§ TASK DIRECTIONS:
Please copy out every line in the records below that includes the word "pairs".

§ RECORD EXTRACTS:
——————
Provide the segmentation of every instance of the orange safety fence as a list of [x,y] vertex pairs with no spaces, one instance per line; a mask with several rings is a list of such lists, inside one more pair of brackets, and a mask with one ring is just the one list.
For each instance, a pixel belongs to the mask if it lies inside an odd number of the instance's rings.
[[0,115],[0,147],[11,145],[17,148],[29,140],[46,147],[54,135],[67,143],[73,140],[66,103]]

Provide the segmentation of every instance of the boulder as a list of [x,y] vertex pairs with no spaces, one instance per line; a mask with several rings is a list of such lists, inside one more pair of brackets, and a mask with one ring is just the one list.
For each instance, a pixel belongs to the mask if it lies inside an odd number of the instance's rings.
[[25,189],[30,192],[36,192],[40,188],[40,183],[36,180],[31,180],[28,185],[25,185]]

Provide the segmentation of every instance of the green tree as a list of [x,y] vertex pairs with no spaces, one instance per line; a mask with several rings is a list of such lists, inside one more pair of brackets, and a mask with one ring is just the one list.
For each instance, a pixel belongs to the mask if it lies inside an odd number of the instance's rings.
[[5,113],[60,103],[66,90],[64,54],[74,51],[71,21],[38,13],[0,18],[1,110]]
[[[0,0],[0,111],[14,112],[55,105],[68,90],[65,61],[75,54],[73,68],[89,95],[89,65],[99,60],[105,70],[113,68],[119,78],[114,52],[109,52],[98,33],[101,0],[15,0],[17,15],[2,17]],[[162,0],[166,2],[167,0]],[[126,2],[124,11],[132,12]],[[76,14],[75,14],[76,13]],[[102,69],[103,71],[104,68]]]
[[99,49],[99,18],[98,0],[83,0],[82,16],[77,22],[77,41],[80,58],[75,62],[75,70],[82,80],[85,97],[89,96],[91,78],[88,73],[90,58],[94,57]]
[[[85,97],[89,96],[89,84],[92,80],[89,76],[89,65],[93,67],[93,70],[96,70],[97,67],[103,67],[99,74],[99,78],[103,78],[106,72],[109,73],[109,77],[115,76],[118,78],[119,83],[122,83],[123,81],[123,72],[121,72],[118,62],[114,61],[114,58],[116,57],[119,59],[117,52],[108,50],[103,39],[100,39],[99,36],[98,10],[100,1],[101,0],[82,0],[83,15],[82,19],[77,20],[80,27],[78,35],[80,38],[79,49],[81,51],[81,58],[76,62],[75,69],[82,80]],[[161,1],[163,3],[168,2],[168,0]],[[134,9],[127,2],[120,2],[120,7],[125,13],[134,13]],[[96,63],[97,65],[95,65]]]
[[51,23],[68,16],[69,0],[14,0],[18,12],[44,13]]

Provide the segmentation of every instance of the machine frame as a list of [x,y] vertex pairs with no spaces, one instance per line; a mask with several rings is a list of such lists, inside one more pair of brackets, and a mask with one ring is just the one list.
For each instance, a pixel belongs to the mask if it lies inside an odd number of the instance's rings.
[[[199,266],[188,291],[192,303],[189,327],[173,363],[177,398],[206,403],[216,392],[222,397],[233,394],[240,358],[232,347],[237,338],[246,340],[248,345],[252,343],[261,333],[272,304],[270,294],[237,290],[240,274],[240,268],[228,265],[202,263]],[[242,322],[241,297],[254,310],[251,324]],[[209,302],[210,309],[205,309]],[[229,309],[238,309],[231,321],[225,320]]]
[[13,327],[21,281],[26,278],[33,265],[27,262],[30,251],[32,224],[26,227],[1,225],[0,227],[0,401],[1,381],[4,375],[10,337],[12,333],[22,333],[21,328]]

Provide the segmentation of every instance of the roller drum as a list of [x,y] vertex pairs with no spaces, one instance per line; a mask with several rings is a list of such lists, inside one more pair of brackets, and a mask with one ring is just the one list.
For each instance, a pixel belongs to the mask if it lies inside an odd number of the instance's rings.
——————
§ WRITTEN ANSWER:
Provide the segmentation of every instance of the orange safety fence as a list of [x,y] vertex pairs with no spaces, one instance per line; a mask with several rings is a list of such lists, inside one more pair of brackets, and a mask with one ring is just the one list.
Provide the segmentation of every instance of the boulder as a list of [x,y] vertex pairs with no spaces, one instance per line; a mask with several rings is a list of such lists, inside one more pair of brackets, and a mask with one ring is just the one list.
Provide the segmentation of every instance of the green tree as a list of [x,y] vertex pairs with no spaces, one instance per line; a mask with several rings is a list of such lists, inside one more pair of brackets, and a mask with one ring is just the one list.
Provide the segmentation of every instance of the machine frame as a list of [x,y] vertex pairs with no spaces, one instance per line; a mask with several rings is a list of such lists, inside one more pair of brackets, and a mask with one ring is just the one list.
Provide the segmentation of every instance of the roller drum as a list of [x,y] vertex pairs with no spaces, one instance per line; a mask with several rings is a list of such lists, inside one more pair of brackets, and a mask with one ring is just the one list.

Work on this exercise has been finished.